Task prompt:
Check the data underneath for lines holding the word "second", and state only how many you find.

= Beginning of Section =

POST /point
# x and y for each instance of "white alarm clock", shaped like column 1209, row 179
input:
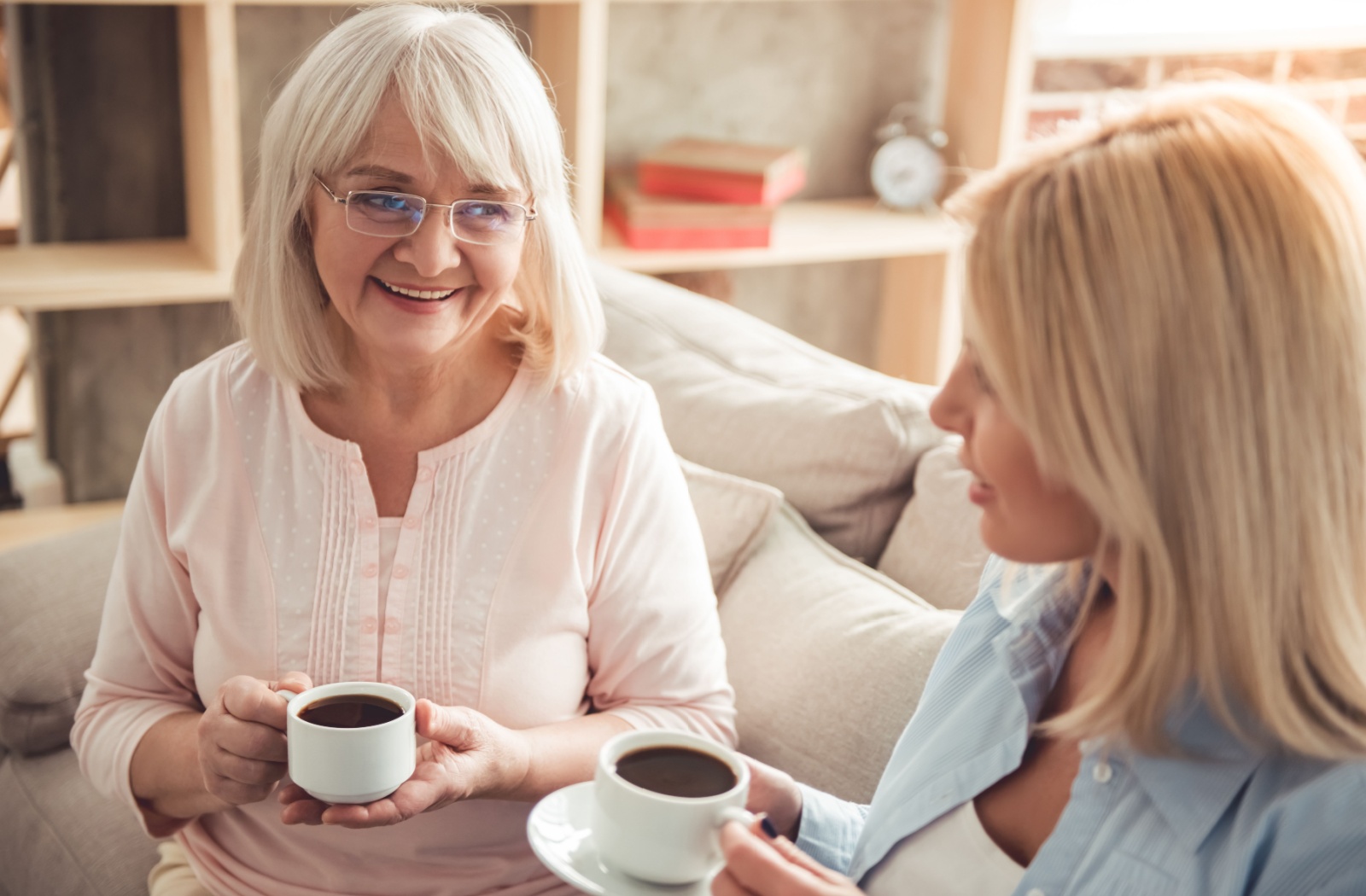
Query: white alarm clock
column 908, row 170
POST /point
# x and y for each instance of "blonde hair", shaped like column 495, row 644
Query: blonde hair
column 475, row 99
column 1172, row 306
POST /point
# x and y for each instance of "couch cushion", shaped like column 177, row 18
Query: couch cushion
column 840, row 441
column 826, row 657
column 58, row 835
column 51, row 602
column 936, row 548
column 733, row 514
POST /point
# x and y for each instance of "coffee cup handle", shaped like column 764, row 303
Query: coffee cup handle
column 737, row 814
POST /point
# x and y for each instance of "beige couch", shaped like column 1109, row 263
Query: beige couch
column 803, row 470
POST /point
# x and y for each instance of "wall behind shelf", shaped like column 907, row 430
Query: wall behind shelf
column 820, row 74
column 102, row 143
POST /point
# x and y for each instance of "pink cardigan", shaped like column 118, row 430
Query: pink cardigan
column 550, row 564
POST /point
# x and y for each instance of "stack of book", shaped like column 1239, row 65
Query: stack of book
column 703, row 195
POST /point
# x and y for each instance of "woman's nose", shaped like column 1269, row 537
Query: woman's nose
column 432, row 247
column 949, row 410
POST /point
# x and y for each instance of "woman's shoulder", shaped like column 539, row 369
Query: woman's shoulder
column 212, row 387
column 604, row 388
column 213, row 373
column 1306, row 832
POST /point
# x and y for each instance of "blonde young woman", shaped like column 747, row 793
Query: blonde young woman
column 414, row 468
column 1161, row 687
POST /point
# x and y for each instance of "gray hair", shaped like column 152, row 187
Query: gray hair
column 475, row 99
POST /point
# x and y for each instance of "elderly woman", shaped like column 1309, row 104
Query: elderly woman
column 414, row 468
column 1163, row 404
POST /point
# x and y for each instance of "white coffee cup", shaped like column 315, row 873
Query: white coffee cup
column 653, row 836
column 352, row 765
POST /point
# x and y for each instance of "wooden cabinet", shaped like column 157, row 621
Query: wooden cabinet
column 987, row 68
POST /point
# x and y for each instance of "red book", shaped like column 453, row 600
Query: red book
column 660, row 223
column 723, row 171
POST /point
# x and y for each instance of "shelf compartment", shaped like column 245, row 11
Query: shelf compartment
column 54, row 276
column 806, row 232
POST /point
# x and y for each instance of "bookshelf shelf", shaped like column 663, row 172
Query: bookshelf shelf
column 56, row 276
column 805, row 232
column 987, row 77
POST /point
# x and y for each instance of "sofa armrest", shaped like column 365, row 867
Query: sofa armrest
column 51, row 602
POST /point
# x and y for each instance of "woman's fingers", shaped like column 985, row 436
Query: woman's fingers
column 301, row 809
column 775, row 794
column 724, row 884
column 773, row 868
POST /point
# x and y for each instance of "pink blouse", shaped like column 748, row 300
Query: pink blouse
column 548, row 564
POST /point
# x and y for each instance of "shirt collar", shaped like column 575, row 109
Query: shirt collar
column 1193, row 788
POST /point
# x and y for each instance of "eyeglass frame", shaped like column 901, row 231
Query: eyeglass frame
column 346, row 201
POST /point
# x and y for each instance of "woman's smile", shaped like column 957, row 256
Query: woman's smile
column 417, row 300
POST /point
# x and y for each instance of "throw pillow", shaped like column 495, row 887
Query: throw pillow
column 828, row 659
column 733, row 513
column 738, row 395
column 936, row 548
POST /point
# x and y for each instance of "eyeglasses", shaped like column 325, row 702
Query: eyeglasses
column 480, row 222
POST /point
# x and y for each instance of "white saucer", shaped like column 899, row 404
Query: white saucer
column 562, row 837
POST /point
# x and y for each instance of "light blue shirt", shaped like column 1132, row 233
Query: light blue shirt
column 1229, row 821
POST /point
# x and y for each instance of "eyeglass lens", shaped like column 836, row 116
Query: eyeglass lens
column 400, row 213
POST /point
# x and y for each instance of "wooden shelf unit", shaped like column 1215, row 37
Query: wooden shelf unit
column 984, row 113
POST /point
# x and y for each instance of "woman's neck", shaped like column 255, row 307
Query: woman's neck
column 418, row 404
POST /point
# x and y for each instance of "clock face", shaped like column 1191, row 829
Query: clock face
column 908, row 172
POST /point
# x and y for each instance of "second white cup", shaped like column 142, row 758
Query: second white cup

= End of Section =

Exercise response:
2